TEXTE EXTRAIT —
★ ★ ★ ★ ★
À la fin de cette année, Antisocial Limited fera sa sortie. C’est l’histoire d’un Autochtone, un ancien détenu, qui lutte pour créer une entreprise de bâtiment complètement autochtone, dans le but de refaire une beauté au quartier désavantagé où il habite.

La pauvreté, le dysfonctionnement et le désespoir des communautés que j’ai visitées sont alarmants. Chaque jour, ces communautés font face au racisme et au mépris. Dans le système médical, les Autochtones sont souvent traités comme des citoyens de deuxième classe, ils sont trop aisément refusés ou se voient forcés d’attendre plus longtemps. Des sentiments de méfiance et d’aliénation en résultent. « On ne peut pas faire confiance aux Blancs. »

« C’est vraiment dur quand on pense ne pas avoir sa place dans ce monde. » C’est la réponse que m’a faite Shelly, une Autochtone d’Edmonton âgée de 40 ans, quand je lui ai demandé pourquoi elle n’avait jamais essayé d’échapper au cercle vicieux de la toxicomanie et de la prostitution.
Shelly est l’un des personnages principaux du documentaire Who Cares. Ce film se penche sur le terrible sort des prostituées qui travaillent dans les rues. Environ 70 % des femmes dans le commerce du sexe sont autochtones. Elles sont victimes d’abus de toutes parts : maquereaux, souteneurs, trafiquants de drogues et autres prostituées. La police les harcèle et les arrête. Les amendes à payer pour sollicitation et communication à des fins de prostitution sont élevées. La seule façon pour ces femmes de les payer afin d’éviter la prison est de retourner à la rue et de vendre leur corps. Chaque jour est une bataille pour la survie. Pauvres et sans-abri, ces femmes vivent en zone de guerre, n’ayant nulle part où se réfugier.

La plupart des femmes et des adolescentes que j’ai interviewées durant la recherche et la production de ce documentaire avaient été sexuellement violentées quand elles étaient petites. Souvent, elles souffraient du syndrome de stress post-traumatique, de toxicomanies, du diabète, d’ITS, de la tuberculose et de l’hépatite, entre autres.

Ces femmes se sentent non seulement ostracisées dans leurs communautés, mais aussi dans le système médical. J’ai beaucoup entendu parler de médecins et d’infirmières qui faisaient des commentaires racistes et condamnaient moralement ces femmes. C’est pourquoi les sentiments de méfiance et d’aliénation envers la profession médicale sont si grands.
★ ★ ★ ★ ★
MATÉRIEL D'ÉTUDE —
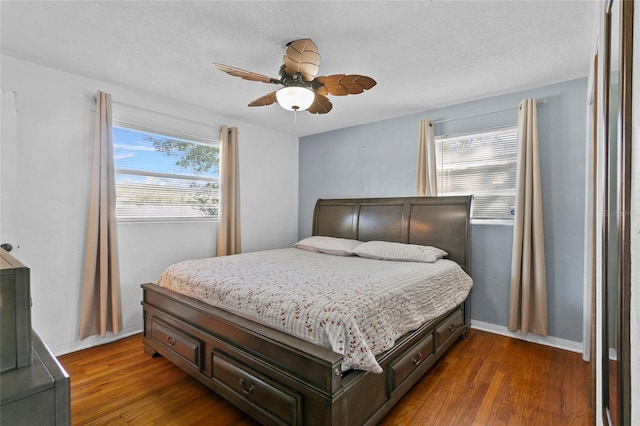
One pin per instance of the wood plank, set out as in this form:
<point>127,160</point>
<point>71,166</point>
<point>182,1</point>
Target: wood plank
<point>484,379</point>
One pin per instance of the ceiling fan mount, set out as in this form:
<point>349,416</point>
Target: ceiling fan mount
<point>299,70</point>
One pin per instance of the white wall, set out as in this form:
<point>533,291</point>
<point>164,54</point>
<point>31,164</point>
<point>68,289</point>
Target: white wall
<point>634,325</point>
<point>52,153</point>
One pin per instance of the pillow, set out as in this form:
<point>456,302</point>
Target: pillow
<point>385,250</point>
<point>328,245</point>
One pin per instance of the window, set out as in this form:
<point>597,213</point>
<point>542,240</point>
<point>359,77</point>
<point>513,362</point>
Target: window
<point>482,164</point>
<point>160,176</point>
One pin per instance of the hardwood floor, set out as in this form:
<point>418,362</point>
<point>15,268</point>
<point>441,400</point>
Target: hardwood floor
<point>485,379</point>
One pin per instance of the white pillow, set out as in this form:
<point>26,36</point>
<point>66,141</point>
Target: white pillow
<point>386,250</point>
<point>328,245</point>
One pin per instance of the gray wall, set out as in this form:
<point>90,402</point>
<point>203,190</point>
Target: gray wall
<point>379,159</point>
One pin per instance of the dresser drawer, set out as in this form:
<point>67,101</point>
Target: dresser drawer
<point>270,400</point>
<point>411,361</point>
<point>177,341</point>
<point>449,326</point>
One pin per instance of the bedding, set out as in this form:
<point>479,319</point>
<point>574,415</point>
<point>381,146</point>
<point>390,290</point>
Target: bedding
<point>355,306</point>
★ ★ ★ ★ ★
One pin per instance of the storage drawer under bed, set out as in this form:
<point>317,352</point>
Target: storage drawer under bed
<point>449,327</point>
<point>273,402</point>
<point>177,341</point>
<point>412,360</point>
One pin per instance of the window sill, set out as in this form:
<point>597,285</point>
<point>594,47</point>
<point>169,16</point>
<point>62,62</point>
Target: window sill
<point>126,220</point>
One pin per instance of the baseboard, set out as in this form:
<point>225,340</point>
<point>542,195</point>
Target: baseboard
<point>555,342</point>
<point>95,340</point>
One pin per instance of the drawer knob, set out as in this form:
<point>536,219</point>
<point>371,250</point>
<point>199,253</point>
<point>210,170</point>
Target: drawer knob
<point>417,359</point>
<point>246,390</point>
★ ★ ★ ★ ★
CONSIGNES —
A. D'après le texte sur les communautés autochtones, quelle proportion des femmes dans le commerce du sexe est autochtone ?
B. Recopiez sans changement le passage du texte sur les communautés autochtones qui va de « La plupart des » jusqu'à « sont si grands. » inclus.
C. Reprenez le texte sur les communautés autochtones à la suite de sa dernière phrase.

RÉPONSES —
A. Environ 70 % des femmes dans le commerce du sexe sont autochtones.

B.
La plupart des femmes et des adolescentes que j’ai interviewées durant la recherche et la production de ce documentaire avaient été sexuellement violentées quand elles étaient petites. Souvent, elles souffraient du syndrome de stress post-traumatique, de toxicomanies, du diabète, d’ITS, de la tuberculose et de l’hépatite, entre autres.

Ces femmes se sentent non seulement ostracisées dans leurs communautés, mais aussi dans le système médical. J’ai beaucoup entendu parler de médecins et d’infirmières qui faisaient des commentaires racistes et condamnaient moralement ces femmes. C’est pourquoi les sentiments de méfiance et d’aliénation envers la profession médicale sont si grands.

C.
Le plus souvent, ces femmes ne consultent un médecin que quand elles sont gravement malades. Étant sans-abri, coupées de leur famille et distanciées de leurs amis, elles ne peuvent pas suivre de plans de traitement ou modifier leur style de vie. Il existe des programmes efficaces pour aider les femmes à échapper à la rue durant les 72 premières heures, mais après il n’y a presque rien pour les guider dans les ajustements radicaux qu’elles doivent faire pour se sortir de leur milieu à haut risque. De plus, les traitements pour maladies mentales, comme l’ETCAF et le syndrome de stress post-traumatique, sont rarement disponibles et trop souvent désespérément sous-financés.
Bien souvent, la médecine occidentale ne semble pas réussir à se mettre au service des patients autochtones. Il y a une déconnexion totale entre la culture occidentale et la culture autochtone. Alors que la médecine occidentale se concentre sur les causes évidentes et directes d’une maladie, la médecine autochtone adopte une approche beaucoup plus holistique. En dépit des terribles ravages causés à leurs communautés et à leurs liens familiaux, la plupart des Autochtones restent attachés à leur culture, avec la certitude qu’on ne peut guérir le corps qu’en guérissant l’âme.

Pour réussir à entrer en rapport avec la communauté autochtone, nous devons respecter sa culture et traiter les Autochtones comme des êtres humains compétents, qui ont le sens des responsabilités. Nous devons faire preuve d’humilité, écouter et prendre le temps. Idéalement, nous devrions viser la synergie. Nous devrions apprendre les uns des autres. Notre médecine occidentale présente bien des failles et, à long terme, je suis convaincue que nous bénéficierons davantage de la contribution de la communauté autochtone et de son approche à la guérison qu’elle ne bénéficiera de nous.